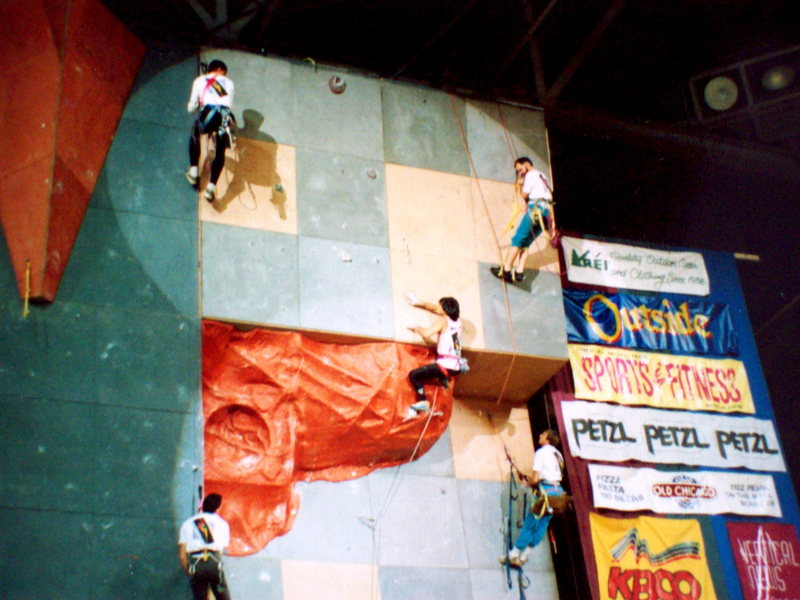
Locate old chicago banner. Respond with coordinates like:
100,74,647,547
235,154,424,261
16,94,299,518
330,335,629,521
562,400,785,471
591,513,717,600
563,289,739,355
562,236,710,296
569,344,754,413
588,464,781,517
727,522,800,600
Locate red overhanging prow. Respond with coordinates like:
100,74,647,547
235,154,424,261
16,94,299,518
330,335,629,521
202,320,453,555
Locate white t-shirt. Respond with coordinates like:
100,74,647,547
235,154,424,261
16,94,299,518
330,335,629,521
436,317,463,371
187,74,235,112
533,444,563,484
522,169,552,202
178,511,230,553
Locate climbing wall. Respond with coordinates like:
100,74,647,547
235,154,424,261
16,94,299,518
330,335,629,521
196,49,569,598
0,42,567,598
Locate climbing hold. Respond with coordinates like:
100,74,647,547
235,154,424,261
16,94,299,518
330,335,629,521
329,75,347,94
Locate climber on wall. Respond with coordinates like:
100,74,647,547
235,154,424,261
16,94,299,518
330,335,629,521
406,295,464,416
178,493,233,600
186,59,236,203
490,156,555,283
500,429,565,567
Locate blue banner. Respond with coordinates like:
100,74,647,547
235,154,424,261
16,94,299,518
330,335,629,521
563,289,739,355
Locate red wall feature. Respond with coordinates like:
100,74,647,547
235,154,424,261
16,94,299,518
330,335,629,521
0,0,144,301
203,320,454,555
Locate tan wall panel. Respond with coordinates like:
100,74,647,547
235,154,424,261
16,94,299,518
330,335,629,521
449,398,534,481
281,560,379,600
200,141,297,235
385,164,475,260
390,248,484,350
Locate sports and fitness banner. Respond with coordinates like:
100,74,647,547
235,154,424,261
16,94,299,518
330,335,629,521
563,289,739,355
727,522,800,600
562,236,710,296
588,464,781,517
562,400,785,471
568,344,754,413
590,513,717,600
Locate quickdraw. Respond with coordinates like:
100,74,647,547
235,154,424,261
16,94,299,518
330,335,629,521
503,451,530,599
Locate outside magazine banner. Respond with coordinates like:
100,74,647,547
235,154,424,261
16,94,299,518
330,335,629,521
562,400,786,472
588,464,781,517
563,289,739,355
590,513,717,600
569,343,754,413
562,236,710,296
727,522,800,600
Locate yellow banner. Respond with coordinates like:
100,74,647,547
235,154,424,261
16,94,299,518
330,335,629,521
569,344,754,413
591,513,718,600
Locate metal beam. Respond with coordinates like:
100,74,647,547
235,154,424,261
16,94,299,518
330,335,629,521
497,0,560,79
546,0,627,102
391,0,482,80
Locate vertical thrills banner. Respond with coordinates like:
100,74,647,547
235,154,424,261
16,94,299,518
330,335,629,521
727,522,800,600
591,513,718,600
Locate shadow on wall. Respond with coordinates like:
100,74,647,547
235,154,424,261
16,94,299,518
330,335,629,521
202,320,455,555
213,109,287,217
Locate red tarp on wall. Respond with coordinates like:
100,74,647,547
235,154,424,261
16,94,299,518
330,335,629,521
202,320,454,555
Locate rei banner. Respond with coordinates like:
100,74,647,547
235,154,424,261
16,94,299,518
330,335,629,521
591,513,717,600
569,344,754,413
562,236,710,296
727,522,800,600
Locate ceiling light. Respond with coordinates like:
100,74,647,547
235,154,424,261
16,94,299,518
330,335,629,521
761,65,795,91
703,76,739,111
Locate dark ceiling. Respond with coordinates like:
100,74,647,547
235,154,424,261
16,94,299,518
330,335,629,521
101,0,800,486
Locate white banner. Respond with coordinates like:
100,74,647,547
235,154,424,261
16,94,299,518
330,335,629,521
562,400,785,472
589,464,782,517
562,236,710,296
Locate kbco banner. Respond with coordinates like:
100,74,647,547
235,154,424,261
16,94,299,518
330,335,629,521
563,289,739,355
588,464,781,517
569,344,754,413
562,236,710,296
727,522,800,600
562,400,785,471
591,513,717,600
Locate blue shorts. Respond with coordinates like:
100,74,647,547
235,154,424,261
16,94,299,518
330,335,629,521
511,203,550,248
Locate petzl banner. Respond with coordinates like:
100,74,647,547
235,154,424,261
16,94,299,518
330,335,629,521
569,344,754,413
562,400,785,471
562,236,710,296
727,522,800,600
591,513,717,600
563,289,739,355
589,464,781,517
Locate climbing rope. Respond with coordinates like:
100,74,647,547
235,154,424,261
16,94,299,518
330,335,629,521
448,96,519,405
366,385,442,600
503,450,531,598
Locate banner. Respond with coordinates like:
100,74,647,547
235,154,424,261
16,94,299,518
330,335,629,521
727,522,800,600
589,464,781,517
562,236,710,296
562,400,785,471
563,289,739,355
569,344,754,413
591,513,717,600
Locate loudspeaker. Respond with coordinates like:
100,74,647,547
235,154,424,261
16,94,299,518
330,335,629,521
690,46,800,122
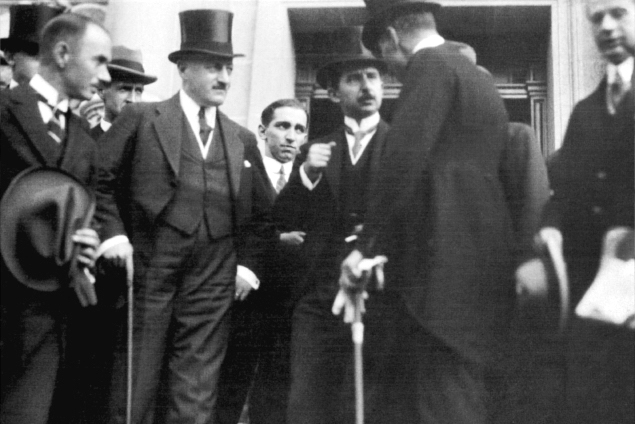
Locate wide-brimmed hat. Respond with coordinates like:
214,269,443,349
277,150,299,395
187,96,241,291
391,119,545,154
0,4,65,55
315,27,387,89
362,0,441,52
108,45,157,85
168,9,244,63
0,167,95,292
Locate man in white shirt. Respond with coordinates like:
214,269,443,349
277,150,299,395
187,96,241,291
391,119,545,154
0,13,111,424
216,98,308,424
273,27,395,424
90,45,157,140
517,1,634,423
95,9,274,423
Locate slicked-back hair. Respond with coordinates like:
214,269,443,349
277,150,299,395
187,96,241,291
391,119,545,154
260,98,308,127
389,9,437,35
39,13,106,65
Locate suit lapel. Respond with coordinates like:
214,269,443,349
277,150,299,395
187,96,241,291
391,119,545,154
324,128,345,201
369,120,389,176
9,86,58,167
58,113,88,170
216,111,243,200
153,94,183,176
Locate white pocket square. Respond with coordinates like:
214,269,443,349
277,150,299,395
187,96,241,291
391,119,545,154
244,160,251,168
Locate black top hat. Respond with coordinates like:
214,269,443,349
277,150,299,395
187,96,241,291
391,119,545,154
0,4,65,55
168,9,244,63
108,46,158,85
315,27,387,89
0,167,95,292
362,0,441,52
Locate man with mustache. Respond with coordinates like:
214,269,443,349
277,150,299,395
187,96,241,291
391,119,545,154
95,9,273,423
0,13,111,424
273,27,395,424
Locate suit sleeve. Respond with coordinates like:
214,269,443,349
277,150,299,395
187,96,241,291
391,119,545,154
500,123,550,263
94,105,141,241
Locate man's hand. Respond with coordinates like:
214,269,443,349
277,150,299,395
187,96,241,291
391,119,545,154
235,274,253,302
280,231,306,246
303,141,336,181
515,258,549,301
339,249,365,292
101,241,134,287
72,228,100,269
++++++++
YOUR ASSIGNMENT: Each line above that contains the word "climbing" should be returned.

SOLUTION:
Locate climbing wall. Respond with coordinates like:
Locate climbing hold. Respond with coordinates like:
Locate climbing rope. Respond with coordinates like:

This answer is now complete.